■ WORK REQUIRED: Output each entry verbatim.

★ ★ ★

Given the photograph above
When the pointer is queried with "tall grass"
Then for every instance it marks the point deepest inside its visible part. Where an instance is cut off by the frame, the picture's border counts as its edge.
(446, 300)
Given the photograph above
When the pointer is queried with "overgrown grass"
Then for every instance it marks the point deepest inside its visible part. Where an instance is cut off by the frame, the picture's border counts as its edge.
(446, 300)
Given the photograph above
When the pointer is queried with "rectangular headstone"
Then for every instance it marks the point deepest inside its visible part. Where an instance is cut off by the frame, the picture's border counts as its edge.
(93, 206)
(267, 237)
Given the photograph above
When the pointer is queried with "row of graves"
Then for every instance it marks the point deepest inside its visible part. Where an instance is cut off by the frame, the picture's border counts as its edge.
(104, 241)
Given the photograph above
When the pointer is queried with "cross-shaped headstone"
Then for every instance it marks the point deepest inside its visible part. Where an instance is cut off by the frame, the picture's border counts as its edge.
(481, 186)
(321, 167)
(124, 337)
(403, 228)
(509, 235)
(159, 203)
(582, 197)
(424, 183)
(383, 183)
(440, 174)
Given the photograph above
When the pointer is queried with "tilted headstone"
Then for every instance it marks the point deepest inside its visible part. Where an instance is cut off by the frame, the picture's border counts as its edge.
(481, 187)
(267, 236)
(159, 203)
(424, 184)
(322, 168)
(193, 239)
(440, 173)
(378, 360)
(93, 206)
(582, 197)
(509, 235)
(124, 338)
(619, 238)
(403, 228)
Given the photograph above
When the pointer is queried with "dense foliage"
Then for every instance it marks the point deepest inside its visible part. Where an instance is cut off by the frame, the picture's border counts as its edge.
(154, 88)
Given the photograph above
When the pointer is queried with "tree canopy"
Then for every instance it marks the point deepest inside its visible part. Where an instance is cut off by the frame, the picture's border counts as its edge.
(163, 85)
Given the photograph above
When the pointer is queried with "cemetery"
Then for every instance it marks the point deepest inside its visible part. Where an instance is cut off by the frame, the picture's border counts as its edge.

★ ★ ★

■ REPLY TO THE EXERCISE:
Given the photograph above
When the pointer is queried with "tall grass"
Then for every instance it marks the point deepest inside its visible part. Where an instance is cut off by the frame, the picture's border counts as its edge.
(446, 300)
Given the photograph above
When the pointer is queried with "overgrown grass"
Then for every instance it marks the point deepest inside its visible part. Where an instance is cut off by the frame, the picture's border counts as its edge.
(446, 300)
Given the photograph above
When the pointer is queried with "rectangular headstone"
Then for every instance it marks the point deepest inside its visible part. Where an instance is cut off by the frame, the picture's border counts as its edge.
(93, 206)
(267, 237)
Given the photograph above
When the pointer is queried with "row of graves"
Then for every instance it marks the point deepest inside its visible part. Where an instance is cut off by the frame, the picture's border counts as its edge.
(104, 241)
Given the photograph above
When the pointer is queried with "cross-shaped headstone"
Then for every instance it marks the point deepest inside its visible part. Where an instance is cut off by the frame, the picture's border counts as its edge.
(481, 186)
(321, 167)
(124, 337)
(403, 228)
(509, 235)
(159, 203)
(582, 197)
(424, 183)
(383, 183)
(440, 174)
Given the photograph above
When the pointer is queried with "tilted headstone"
Then for every instance it marks the point deepest inside its visible part. Where an instance is cut off by the frame, the picture's border counts as its edge.
(481, 187)
(267, 236)
(159, 203)
(424, 184)
(322, 168)
(193, 239)
(440, 173)
(378, 360)
(93, 206)
(582, 197)
(509, 235)
(124, 338)
(619, 238)
(403, 228)
Given the photograph above
When the pointer is queried with "dense foliage"
Then for every instance it marks the point deepest inside its visible part. Where an instance is cut off by the frame, the picture's border counts as its edge.
(154, 88)
Given the photograph above
When the pointer is queried with "tree canopy"
Then for every instance it marks the point deepest inside its visible part. Where an instance is cut off by the frame, the picture's border counts as its edge.
(163, 85)
Given the photograph above
When the pointer is queried with "cemetery"
Then for every instance it marks the point deepest inside its visible part. Where an instance is cut off by the frame, the picture's border counts as its edge.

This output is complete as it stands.